Carry on the passage about misspending in the Irish health care system, starting after its last sentence.

### DOCUMENT SEGMENT
○ ○ ○

The true smoking guns are consequences of Government policy, the central misspending is inequity. If those who are most sick are not treated first, or at all, then the health care system cannot deliver value for money - the improved health of the Irish people. Ireland has spent more per capita on health than the UK since 1999, yet in England last September only six patients - in total - had waited more than 18 months for inpatient or day treatment.

Only three patients in England for every 10,000 of the population had waited more than a year, compared with 21 out of every 10,000 in Ireland. If there were a common waiting list for Irish hospitals, private patients would wait longer, public patients would be treated sooner and the average waiting time would fall, a levelling down for some, a levelling up for others. Better still to accompany a common waiting list with increased investment so that everyone would be treated within an acceptable time, and to develop accessible primary care so that fewer people would need hospital treatment.

There are more instances of misspending. With tax breaks for private hospitals, the Minister for Finance has added to existing subsidies for private care: below-cost access to public hospital beds, tax relief on VHI premiums and the delivery of care by publicly salaried staff. The National Treatment Purchase Fund, a welcome escape hatch for despairing patients who have waited longest for care, bizarrely purchases private care for public patients who have been denied access to public hospitals, while the private patients who displaced them continue to receive State-subsidised treatment. Meanwhile, throughout the State, highly paid junior doctors work long hours, untrained and unsupervised, in too many small, acute hospitals, which deliver inadequate care, while even more highly paid consultants are too often absent from the frontline of public care.

○ ○ ○

### EXERCISE DATA
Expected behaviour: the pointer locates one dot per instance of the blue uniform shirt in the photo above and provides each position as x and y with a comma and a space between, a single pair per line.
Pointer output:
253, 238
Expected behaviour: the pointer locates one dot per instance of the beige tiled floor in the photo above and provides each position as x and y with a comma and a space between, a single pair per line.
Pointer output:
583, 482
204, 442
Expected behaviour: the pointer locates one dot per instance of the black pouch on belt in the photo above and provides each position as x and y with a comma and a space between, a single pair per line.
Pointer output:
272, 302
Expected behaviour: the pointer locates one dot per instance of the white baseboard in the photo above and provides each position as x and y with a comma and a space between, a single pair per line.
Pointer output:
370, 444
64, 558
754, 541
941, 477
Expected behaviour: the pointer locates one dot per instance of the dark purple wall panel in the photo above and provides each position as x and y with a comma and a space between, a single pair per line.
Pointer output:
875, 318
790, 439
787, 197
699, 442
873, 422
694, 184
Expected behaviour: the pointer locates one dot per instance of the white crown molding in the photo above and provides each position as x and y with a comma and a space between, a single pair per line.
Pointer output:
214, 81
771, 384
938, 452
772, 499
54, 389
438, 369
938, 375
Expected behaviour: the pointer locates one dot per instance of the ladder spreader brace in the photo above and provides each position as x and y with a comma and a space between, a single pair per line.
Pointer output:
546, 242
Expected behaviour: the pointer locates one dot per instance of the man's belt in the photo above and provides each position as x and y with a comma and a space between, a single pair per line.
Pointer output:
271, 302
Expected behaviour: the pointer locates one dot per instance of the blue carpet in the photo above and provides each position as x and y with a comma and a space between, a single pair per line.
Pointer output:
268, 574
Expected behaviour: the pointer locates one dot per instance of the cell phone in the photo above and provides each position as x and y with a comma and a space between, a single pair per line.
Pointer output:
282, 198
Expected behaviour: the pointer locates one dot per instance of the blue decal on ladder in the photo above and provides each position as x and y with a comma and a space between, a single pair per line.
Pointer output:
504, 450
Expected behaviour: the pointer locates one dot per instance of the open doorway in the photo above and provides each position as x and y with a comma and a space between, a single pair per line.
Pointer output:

○ ○ ○

### EXPECTED ANSWER
The Budgets of the boom years have eroded the value of health spending. The big investments in health occurred when the Minister for Finance was over-inflating the economy by simultaneously cutting taxes. By 2001, health care investment under the National Development Plan was delivering 40 per cent below target because of rising construction costs.

How much should we spend and on what?

The 2001 health strategy assessed a need for 3,000 more acute beds, thousands more nursing home beds, primary care centres, more doctors, nurses, therapists, and facilities for the disabled, the mentally ill, the homeless, children at risk.

Funding the strategy could require health spending to rise to 12 per cent of GNP. A UK study reached a comparable forecast of the price of improving the NHS to cope with an ageing population, but hoped improved preventive care might lower the price. Countries with admired health care systems - such as France, Germany and Canada - have maintained health spending at 9 to 10 per cent of national income for long periods.

The strategy could be delivered for a lower price: by reducing the number of hospitals which purport to offer acute care and concentrating investment in centres of excellence; by employing more consultants on lower salaries - comparable to those in the UK; by phasing out subsidies to private care and requiring publicly salaried doctors to work for the public system exclusively; by taking the necessary legislative steps to remove political control of health care from the elected health boards.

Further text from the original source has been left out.